## Aim of the exercise
Gather each line of the listing below that contains the word "plank" and copy those lines without changes.

## Task input
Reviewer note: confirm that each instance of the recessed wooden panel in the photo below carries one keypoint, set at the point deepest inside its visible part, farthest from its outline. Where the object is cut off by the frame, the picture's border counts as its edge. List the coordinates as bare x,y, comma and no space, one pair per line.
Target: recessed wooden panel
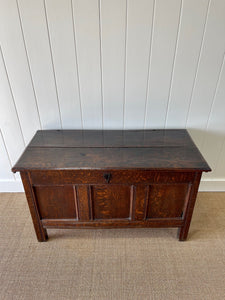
166,200
56,202
111,201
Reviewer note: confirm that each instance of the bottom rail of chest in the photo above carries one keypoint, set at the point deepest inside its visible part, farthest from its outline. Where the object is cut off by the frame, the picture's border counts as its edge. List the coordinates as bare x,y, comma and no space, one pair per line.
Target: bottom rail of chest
169,203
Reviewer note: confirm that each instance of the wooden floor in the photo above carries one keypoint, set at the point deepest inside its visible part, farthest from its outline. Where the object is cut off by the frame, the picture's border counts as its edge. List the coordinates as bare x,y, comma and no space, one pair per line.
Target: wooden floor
113,264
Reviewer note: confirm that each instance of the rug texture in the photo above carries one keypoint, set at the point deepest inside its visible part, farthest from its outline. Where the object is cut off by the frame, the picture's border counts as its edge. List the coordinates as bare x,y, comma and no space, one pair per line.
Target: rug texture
105,264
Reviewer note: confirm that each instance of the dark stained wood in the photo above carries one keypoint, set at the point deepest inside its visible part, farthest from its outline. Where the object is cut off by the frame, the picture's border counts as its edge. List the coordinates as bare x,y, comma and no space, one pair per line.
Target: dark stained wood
112,138
41,232
113,178
160,158
117,177
55,202
140,202
84,202
183,232
111,223
166,200
111,201
162,150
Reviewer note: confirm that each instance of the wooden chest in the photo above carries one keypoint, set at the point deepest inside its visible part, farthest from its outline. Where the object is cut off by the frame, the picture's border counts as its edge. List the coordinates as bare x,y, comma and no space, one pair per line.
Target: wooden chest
111,178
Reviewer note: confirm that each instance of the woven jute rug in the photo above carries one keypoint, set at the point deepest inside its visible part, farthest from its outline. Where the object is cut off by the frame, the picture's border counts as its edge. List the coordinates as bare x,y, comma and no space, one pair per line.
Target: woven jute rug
113,264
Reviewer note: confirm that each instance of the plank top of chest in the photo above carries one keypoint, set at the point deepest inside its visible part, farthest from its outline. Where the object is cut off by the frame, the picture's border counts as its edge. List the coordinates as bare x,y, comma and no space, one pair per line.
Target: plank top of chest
170,149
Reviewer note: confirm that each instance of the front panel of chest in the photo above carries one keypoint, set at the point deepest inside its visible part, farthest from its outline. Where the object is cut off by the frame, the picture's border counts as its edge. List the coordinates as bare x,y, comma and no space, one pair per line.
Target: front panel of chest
97,196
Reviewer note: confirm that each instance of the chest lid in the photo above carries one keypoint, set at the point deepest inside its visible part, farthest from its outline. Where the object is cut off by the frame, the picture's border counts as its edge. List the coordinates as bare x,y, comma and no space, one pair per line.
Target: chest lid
111,149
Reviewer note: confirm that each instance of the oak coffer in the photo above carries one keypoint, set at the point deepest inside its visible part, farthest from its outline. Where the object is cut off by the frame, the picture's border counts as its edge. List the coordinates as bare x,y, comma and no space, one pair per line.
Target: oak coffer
111,179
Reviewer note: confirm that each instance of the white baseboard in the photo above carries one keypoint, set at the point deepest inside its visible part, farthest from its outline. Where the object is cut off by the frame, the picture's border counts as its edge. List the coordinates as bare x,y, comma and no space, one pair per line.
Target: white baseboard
212,185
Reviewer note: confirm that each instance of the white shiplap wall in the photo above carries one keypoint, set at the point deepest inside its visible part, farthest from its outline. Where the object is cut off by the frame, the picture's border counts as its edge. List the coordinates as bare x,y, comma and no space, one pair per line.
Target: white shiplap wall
112,64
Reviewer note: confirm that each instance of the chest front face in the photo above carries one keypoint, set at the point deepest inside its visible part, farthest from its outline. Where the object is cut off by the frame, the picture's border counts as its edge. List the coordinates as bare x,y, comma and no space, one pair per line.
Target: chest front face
112,196
111,178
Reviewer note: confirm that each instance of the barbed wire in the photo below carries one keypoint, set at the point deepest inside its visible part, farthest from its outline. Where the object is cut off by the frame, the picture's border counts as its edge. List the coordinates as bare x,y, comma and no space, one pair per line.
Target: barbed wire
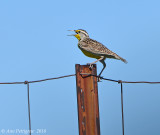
86,75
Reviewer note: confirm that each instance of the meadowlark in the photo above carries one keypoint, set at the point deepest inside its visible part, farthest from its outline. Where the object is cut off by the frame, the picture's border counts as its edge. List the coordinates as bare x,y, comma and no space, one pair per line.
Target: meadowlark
94,49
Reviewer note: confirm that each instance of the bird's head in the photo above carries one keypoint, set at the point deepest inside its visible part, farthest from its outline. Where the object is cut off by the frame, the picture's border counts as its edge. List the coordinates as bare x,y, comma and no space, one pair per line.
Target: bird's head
80,34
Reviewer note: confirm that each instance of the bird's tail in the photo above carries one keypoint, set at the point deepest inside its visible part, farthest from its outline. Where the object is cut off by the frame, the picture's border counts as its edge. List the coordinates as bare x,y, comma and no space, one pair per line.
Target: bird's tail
124,60
120,58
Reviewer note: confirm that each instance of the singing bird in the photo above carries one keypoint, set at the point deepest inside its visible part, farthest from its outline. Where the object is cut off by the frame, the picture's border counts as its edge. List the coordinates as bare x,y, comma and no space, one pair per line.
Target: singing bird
94,49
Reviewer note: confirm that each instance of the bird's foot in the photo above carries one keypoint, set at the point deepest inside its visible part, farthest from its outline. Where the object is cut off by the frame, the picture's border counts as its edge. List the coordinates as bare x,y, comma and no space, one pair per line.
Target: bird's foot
99,79
90,66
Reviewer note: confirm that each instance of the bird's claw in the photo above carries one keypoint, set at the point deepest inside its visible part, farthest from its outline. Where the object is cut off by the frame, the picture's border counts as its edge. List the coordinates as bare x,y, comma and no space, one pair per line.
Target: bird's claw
99,79
90,65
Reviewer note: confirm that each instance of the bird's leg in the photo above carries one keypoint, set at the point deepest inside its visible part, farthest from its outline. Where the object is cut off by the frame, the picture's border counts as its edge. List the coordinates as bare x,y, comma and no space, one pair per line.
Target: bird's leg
104,66
91,64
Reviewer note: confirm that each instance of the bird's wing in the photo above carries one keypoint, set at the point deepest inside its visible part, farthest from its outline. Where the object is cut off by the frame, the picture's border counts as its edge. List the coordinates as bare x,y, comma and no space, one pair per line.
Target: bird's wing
99,49
95,47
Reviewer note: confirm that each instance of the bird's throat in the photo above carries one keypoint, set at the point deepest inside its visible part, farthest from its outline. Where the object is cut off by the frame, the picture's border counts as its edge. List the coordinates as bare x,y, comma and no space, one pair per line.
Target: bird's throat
78,37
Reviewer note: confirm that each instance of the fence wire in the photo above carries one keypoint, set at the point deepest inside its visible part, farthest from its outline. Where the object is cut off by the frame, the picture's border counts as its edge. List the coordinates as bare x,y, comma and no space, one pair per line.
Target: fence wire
86,75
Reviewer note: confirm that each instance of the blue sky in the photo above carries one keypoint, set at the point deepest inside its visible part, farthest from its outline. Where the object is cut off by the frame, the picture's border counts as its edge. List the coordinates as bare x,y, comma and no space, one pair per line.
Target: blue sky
34,45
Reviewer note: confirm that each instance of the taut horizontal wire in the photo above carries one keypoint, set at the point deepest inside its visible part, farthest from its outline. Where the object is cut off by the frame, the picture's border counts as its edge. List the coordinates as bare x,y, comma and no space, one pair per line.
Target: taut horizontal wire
86,75
25,82
118,81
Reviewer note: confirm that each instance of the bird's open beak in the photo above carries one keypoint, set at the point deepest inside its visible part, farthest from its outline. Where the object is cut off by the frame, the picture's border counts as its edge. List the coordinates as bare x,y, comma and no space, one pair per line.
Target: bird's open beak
71,34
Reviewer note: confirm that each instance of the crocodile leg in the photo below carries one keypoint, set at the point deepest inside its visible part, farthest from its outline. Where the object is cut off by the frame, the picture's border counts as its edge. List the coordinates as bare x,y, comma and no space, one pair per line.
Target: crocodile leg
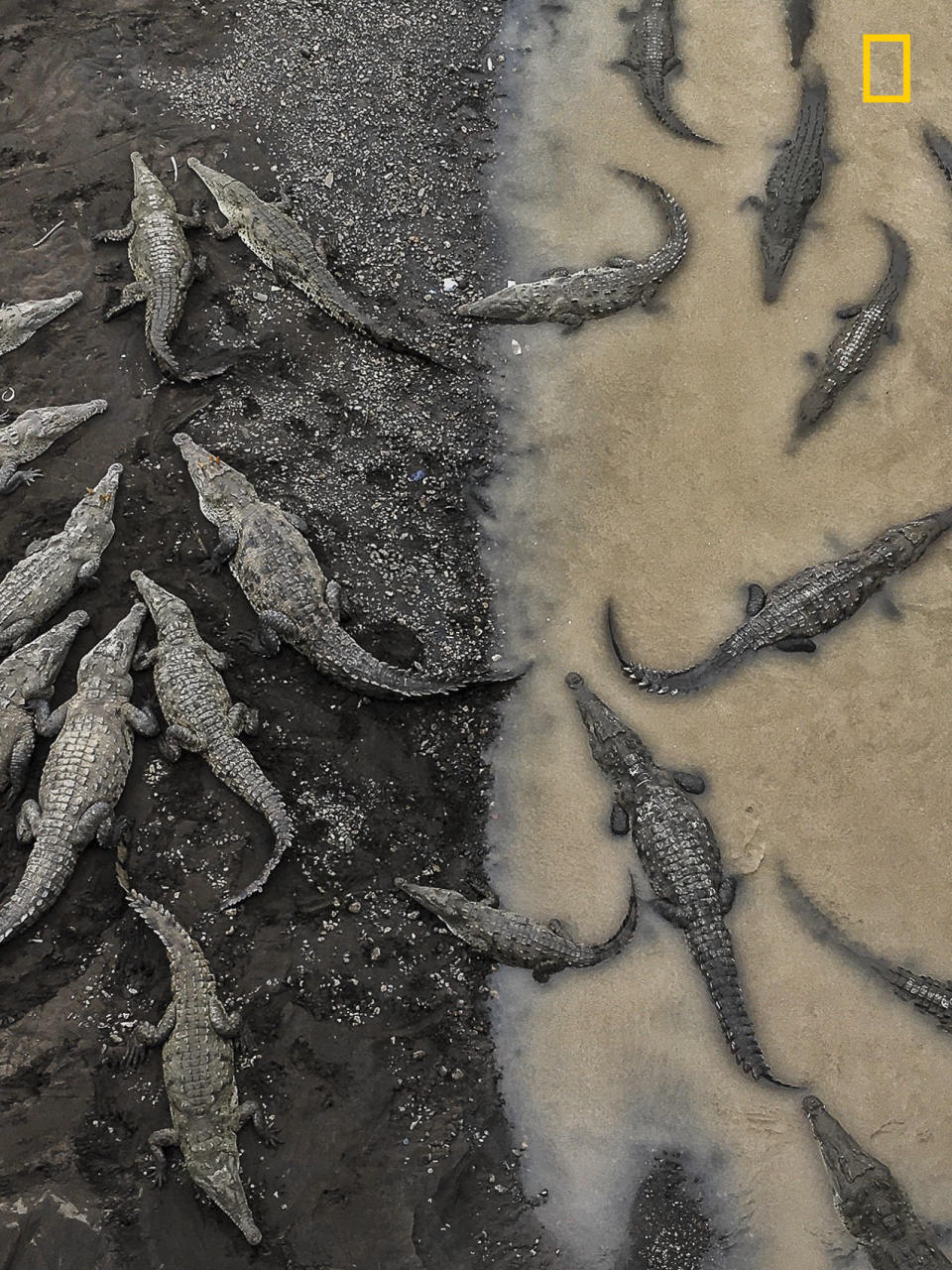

## Result for this exercise
Reviewer note: confirm that each instance of the plank top of chest in the photo above carries one keypoint, set at the point deepest inside its visible part, farthest from its outline. Where the object is cut off by the frame, the picture's border counts as its edge. List the coordinates as bare x,y, comma and no space, one pair per line.
Target: plank top of chest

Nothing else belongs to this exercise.